+++ EXTRACTED RECORDS
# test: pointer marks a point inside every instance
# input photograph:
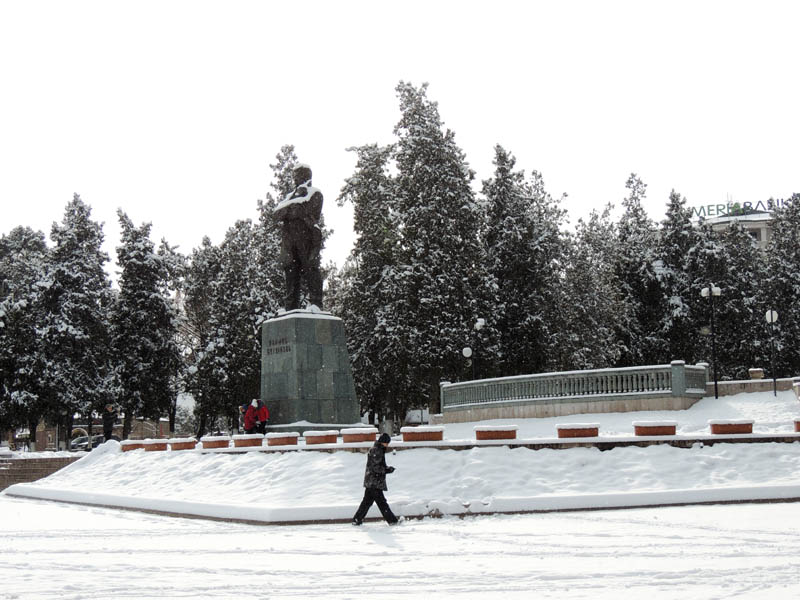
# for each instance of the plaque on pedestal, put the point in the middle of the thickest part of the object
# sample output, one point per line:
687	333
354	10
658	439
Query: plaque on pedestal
305	370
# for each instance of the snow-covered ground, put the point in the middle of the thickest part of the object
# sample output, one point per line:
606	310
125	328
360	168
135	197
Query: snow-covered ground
66	552
715	551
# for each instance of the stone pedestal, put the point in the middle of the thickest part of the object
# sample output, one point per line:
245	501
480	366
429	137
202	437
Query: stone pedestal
305	370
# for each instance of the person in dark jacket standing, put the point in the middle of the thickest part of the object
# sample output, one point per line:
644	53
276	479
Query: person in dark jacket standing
109	418
375	482
256	417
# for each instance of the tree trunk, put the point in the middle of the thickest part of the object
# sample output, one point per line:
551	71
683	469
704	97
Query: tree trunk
201	427
127	424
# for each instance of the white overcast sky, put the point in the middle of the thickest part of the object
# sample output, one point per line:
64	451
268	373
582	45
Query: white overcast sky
173	110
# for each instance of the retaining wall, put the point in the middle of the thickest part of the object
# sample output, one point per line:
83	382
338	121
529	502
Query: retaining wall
25	470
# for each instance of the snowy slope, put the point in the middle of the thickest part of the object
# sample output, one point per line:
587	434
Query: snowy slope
306	485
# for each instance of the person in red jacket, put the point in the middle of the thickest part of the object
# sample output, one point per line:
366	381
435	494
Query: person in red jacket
256	417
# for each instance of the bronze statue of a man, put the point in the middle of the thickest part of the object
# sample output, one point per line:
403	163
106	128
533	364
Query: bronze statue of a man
299	212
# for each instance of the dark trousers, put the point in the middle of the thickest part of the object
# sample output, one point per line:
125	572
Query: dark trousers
374	495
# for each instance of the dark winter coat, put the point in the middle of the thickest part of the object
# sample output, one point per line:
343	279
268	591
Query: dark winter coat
375	475
109	418
253	417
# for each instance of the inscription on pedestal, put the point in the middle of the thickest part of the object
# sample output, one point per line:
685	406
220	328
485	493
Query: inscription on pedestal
305	370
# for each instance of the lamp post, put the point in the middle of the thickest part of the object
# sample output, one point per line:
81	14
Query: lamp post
709	292
772	318
467	352
479	324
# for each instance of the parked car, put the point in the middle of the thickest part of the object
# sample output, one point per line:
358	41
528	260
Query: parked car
82	442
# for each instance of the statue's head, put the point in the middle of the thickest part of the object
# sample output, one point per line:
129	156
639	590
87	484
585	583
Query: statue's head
301	173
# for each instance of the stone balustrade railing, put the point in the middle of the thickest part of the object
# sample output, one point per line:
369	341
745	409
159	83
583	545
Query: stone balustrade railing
638	386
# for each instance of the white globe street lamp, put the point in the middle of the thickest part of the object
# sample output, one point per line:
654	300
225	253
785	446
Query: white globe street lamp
772	317
710	292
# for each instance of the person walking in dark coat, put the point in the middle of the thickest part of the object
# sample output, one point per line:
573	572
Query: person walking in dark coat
109	418
375	482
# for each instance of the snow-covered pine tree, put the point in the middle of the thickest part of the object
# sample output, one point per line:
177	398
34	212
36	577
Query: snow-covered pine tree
783	286
175	265
204	375
706	266
444	286
23	257
368	284
590	309
742	337
143	328
237	317
679	325
643	298
75	333
525	251
270	275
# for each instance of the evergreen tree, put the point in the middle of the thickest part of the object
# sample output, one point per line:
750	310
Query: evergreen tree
706	266
741	331
590	308
76	297
368	285
23	258
144	328
783	286
443	286
270	275
525	252
677	236
642	295
238	318
205	371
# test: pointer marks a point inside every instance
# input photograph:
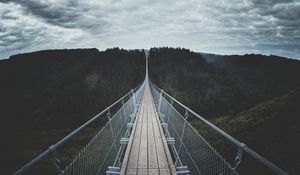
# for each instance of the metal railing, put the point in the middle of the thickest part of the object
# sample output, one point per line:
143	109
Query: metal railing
192	150
102	150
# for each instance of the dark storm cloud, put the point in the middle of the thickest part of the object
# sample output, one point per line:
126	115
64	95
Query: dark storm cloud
232	26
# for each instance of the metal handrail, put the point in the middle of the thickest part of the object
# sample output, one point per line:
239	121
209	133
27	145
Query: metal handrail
54	147
241	145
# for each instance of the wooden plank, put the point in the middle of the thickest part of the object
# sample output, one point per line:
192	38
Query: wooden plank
148	152
152	159
134	154
143	154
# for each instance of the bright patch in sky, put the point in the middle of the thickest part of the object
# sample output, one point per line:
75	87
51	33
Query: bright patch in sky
215	26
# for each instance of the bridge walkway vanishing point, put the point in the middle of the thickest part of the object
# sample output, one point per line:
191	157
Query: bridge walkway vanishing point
147	151
147	131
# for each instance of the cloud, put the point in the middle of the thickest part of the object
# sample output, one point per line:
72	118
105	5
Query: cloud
220	26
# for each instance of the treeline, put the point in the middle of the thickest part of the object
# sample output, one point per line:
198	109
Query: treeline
46	94
254	98
201	86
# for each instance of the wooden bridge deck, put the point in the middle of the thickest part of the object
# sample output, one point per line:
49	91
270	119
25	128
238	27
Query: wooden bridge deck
147	151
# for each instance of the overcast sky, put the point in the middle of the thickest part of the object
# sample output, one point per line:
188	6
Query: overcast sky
214	26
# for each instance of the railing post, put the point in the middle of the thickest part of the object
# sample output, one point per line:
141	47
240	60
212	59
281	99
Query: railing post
111	129
133	101
159	101
238	157
55	160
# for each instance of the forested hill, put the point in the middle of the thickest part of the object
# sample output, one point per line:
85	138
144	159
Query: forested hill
267	76
255	98
46	93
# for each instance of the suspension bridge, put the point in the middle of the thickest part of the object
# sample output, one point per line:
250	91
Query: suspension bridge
147	132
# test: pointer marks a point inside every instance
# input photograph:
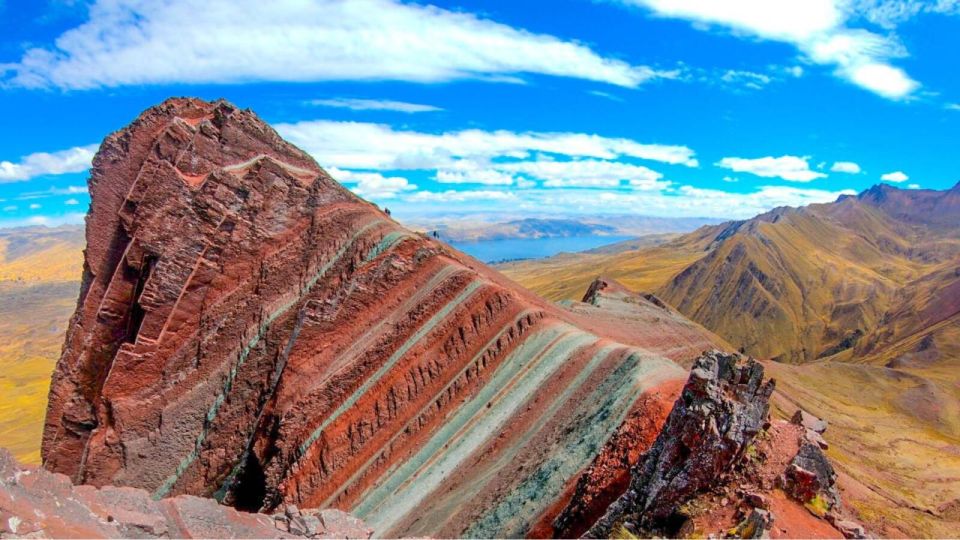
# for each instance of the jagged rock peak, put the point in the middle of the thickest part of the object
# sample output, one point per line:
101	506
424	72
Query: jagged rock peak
724	404
248	329
35	503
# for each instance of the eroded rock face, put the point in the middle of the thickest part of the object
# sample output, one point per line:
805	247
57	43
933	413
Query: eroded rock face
249	329
722	407
35	503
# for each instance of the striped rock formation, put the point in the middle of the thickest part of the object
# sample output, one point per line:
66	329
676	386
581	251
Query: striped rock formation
249	329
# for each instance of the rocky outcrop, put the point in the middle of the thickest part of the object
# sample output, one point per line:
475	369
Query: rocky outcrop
35	503
722	407
644	320
249	329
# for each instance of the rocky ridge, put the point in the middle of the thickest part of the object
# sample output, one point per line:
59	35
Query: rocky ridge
250	330
720	466
35	503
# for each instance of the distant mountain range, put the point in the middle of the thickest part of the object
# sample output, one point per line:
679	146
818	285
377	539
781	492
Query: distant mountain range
859	302
507	226
794	284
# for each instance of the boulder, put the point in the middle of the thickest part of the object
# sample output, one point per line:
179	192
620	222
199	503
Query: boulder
723	406
809	421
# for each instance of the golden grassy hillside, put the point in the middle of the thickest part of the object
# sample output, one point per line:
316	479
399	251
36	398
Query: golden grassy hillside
792	285
894	437
39	282
870	283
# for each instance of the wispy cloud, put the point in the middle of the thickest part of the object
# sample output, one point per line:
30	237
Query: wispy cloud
373	105
72	160
792	168
848	167
372	185
361	145
895	177
216	42
820	29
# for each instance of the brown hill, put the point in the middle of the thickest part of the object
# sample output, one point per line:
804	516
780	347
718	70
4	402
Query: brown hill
247	328
864	292
792	284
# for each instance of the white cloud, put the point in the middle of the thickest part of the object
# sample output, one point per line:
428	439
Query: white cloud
469	172
896	177
792	168
378	146
819	29
71	218
209	41
848	167
72	160
749	79
451	196
373	105
685	201
372	185
588	173
890	13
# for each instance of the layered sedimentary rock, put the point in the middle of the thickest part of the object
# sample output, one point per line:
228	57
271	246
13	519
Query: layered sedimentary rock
722	407
249	329
35	503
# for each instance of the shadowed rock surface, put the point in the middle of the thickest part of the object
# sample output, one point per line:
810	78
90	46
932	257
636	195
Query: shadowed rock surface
35	503
249	329
721	408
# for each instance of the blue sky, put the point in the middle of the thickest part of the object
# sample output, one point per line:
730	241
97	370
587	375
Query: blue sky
654	107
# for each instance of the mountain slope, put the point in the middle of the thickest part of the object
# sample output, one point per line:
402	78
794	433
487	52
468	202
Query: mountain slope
249	329
864	294
792	284
39	280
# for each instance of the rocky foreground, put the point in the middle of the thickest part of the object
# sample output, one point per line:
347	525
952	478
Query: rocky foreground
250	330
35	503
251	333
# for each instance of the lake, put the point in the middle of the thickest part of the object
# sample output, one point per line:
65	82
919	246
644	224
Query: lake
490	251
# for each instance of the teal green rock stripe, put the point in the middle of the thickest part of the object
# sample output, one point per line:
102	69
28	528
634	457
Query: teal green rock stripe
472	425
602	413
168	484
468	291
473	361
434	282
527	350
508	455
386	243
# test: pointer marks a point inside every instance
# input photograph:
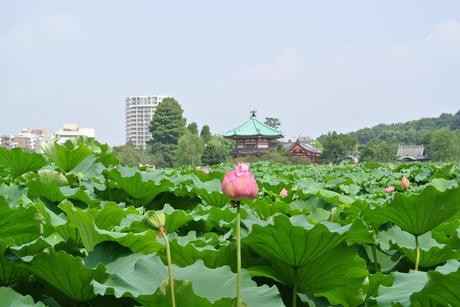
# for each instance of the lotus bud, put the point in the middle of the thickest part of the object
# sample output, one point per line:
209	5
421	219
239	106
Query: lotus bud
283	192
156	219
390	189
405	183
240	183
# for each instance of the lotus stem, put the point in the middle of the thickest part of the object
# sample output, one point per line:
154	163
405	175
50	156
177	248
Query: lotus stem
170	271
374	255
294	288
238	255
417	252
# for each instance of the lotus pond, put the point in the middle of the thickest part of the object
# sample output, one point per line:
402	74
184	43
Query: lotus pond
73	233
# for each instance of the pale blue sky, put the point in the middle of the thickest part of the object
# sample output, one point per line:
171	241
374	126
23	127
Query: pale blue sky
316	65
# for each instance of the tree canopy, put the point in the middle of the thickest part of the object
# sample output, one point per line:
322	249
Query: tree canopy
205	133
192	128
272	122
167	126
337	147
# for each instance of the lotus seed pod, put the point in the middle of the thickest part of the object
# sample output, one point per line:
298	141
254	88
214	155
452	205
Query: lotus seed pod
156	219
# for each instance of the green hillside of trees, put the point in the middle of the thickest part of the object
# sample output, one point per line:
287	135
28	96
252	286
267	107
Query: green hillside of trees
440	136
411	132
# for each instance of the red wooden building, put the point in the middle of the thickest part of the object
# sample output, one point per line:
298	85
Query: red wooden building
300	149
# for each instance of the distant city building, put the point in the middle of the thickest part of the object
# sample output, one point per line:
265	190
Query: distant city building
411	153
139	114
7	141
28	139
69	131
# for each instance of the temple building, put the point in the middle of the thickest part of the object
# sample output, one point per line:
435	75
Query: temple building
303	149
411	153
253	137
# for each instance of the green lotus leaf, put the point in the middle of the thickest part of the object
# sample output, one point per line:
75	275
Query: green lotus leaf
188	249
91	235
137	186
65	272
433	288
9	297
324	276
295	242
141	276
420	213
66	156
431	252
19	225
210	192
18	161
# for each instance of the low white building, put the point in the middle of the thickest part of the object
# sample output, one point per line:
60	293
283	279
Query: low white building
69	131
31	139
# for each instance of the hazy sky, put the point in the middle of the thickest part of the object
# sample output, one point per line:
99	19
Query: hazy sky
316	65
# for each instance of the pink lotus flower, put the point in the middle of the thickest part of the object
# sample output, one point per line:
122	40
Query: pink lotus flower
283	192
405	183
390	189
240	183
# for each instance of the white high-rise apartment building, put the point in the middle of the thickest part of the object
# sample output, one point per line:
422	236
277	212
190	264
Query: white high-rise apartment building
139	114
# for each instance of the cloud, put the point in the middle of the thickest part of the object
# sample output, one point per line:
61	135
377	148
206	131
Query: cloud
41	31
280	68
446	34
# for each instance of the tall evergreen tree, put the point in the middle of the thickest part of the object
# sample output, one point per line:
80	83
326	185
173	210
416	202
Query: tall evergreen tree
190	150
167	126
193	128
206	133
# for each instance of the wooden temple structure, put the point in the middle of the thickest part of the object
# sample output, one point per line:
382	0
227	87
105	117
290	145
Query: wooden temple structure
304	150
253	137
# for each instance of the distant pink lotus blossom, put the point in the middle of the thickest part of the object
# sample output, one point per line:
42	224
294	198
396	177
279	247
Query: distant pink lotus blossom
283	192
405	183
390	189
240	183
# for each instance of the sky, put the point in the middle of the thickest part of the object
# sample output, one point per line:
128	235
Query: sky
318	66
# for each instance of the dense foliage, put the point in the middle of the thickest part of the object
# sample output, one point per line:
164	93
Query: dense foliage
72	233
167	126
441	137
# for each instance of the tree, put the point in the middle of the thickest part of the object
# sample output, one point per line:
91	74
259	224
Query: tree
189	150
130	156
193	128
443	145
206	133
216	151
272	122
167	126
455	124
337	147
378	151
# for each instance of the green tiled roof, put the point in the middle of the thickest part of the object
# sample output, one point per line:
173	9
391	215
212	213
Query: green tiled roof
253	127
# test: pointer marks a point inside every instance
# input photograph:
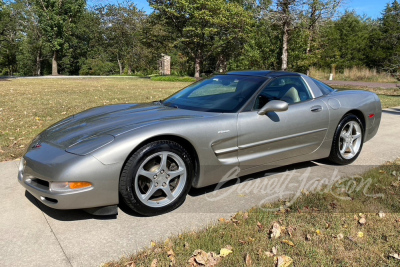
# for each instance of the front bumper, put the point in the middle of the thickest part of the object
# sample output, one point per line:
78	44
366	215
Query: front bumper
41	166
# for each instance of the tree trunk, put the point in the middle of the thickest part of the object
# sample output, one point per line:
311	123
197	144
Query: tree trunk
55	65
222	64
38	65
121	70
285	46
197	68
285	9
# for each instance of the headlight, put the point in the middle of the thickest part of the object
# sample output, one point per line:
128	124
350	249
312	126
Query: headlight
89	145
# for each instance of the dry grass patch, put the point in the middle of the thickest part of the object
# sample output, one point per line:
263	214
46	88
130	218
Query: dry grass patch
354	74
319	230
389	97
28	106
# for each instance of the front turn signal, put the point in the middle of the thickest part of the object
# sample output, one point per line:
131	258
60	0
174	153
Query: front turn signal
79	185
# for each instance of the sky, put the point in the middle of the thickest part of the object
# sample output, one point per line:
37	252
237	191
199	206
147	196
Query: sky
370	8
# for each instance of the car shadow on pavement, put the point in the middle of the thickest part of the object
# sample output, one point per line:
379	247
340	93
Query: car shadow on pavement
195	192
393	111
65	215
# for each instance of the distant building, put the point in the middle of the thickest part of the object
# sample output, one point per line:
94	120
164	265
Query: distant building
165	65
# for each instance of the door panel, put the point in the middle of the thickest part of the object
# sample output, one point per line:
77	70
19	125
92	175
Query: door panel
268	138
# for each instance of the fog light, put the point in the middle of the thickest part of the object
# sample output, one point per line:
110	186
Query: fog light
68	186
59	186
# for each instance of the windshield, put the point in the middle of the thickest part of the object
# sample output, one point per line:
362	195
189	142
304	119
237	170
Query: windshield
222	93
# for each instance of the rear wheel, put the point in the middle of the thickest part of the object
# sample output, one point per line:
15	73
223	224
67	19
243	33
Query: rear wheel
347	141
156	178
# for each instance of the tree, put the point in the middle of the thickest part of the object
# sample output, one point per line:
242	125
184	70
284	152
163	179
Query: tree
57	20
389	50
204	28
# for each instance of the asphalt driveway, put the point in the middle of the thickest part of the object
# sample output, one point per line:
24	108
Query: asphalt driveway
34	235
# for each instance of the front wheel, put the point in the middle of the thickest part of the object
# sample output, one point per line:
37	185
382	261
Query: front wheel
156	178
347	141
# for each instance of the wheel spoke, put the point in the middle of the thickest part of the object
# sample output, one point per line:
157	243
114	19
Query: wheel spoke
351	127
168	192
356	136
176	173
150	192
352	149
147	174
164	157
344	148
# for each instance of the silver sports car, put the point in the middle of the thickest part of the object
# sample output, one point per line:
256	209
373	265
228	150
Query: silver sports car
150	155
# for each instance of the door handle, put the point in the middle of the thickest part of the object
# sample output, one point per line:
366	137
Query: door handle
316	108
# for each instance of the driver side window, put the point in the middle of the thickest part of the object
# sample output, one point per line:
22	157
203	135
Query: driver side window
289	89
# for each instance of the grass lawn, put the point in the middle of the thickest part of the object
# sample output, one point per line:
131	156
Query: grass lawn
389	97
28	106
320	229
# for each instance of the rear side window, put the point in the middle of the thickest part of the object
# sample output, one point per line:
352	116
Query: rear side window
325	89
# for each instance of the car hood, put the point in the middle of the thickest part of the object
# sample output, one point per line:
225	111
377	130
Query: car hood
113	120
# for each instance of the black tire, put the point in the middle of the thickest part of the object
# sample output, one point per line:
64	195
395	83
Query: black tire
133	196
336	156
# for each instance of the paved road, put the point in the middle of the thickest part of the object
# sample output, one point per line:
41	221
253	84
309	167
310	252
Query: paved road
34	235
363	84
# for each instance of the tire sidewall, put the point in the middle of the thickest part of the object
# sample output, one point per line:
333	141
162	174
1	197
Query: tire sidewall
128	176
335	152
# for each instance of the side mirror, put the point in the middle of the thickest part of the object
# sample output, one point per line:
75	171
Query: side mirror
274	105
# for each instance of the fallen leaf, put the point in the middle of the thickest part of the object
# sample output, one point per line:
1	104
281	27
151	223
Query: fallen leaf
288	242
395	255
224	252
200	256
247	260
260	227
290	230
168	243
234	221
283	261
130	264
172	258
154	263
275	230
396	184
269	254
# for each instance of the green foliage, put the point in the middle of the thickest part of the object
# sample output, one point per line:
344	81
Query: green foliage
205	28
200	36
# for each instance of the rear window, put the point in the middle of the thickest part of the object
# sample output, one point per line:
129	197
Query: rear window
325	89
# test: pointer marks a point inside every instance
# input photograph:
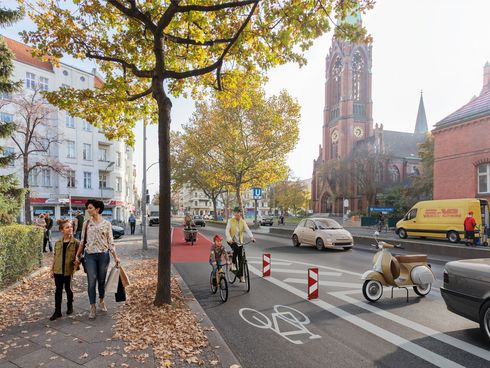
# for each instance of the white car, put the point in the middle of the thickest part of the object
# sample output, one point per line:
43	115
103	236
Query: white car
322	233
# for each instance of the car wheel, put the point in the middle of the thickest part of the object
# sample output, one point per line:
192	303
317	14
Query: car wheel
296	242
319	244
402	233
453	236
422	290
372	290
485	320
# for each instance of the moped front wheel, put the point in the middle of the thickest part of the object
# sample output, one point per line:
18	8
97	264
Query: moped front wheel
422	290
372	290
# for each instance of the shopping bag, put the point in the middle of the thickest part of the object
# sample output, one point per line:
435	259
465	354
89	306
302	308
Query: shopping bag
112	280
121	292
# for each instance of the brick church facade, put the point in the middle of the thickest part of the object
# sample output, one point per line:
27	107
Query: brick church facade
462	149
348	127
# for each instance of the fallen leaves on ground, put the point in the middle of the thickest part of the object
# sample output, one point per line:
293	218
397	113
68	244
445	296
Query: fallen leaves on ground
171	330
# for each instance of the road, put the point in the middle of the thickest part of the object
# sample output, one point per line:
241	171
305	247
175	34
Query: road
276	326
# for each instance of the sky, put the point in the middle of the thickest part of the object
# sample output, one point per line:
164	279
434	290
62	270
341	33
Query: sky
438	46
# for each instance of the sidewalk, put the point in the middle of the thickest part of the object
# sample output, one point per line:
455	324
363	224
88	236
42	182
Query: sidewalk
76	341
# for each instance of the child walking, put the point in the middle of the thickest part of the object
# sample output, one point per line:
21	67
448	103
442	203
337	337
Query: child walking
63	267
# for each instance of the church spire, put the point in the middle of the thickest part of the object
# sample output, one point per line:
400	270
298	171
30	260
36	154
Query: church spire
421	124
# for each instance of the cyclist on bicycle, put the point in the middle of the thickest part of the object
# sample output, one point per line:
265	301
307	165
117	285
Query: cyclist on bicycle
235	229
217	254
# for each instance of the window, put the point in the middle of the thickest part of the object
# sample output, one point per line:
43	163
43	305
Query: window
484	178
43	83
102	180
30	80
46	177
6	117
9	151
102	154
33	177
70	121
70	149
87	180
86	126
87	151
70	179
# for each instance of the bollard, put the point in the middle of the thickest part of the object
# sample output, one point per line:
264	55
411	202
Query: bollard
313	283
266	264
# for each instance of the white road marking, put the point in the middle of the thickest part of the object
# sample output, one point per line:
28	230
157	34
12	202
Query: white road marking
402	343
470	348
323	282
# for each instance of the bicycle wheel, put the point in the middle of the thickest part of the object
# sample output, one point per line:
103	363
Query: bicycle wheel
246	274
212	283
223	288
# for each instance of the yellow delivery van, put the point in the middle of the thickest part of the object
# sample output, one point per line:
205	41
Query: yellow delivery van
443	219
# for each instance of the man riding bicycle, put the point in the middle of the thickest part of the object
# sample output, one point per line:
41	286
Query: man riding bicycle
235	229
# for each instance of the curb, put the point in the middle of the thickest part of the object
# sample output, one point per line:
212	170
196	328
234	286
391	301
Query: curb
226	356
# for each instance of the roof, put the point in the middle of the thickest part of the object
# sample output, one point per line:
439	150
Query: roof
23	54
401	144
477	107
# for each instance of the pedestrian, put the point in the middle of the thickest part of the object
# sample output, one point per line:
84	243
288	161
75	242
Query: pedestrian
97	242
49	225
63	267
78	224
469	229
132	223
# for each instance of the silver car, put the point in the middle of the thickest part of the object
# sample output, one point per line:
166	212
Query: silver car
322	233
466	290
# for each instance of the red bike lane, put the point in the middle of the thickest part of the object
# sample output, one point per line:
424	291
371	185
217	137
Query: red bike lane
183	252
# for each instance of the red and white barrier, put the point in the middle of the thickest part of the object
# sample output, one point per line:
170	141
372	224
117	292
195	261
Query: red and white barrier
266	264
313	283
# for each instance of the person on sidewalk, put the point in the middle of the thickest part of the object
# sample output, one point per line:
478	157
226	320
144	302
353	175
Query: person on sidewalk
132	223
469	229
63	267
235	229
97	242
217	255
++++++
Transcribe the records above from the line holding "Query: front bumper" down to the line holding "# for each instance of the headlight, put", inclusive, without adding anything.

_FINISHED TASK_.
Query: front bumper
41	166
# for each instance of the tree trunk, put the point in the middle of the thickest part of the object
# sample output, one point per line:
311	123
197	144
Query: tree trunk
55	65
222	64
38	65
121	70
285	46
197	68
285	9
# for each instance of the headlight, put the point in the middle of the thickest part of the object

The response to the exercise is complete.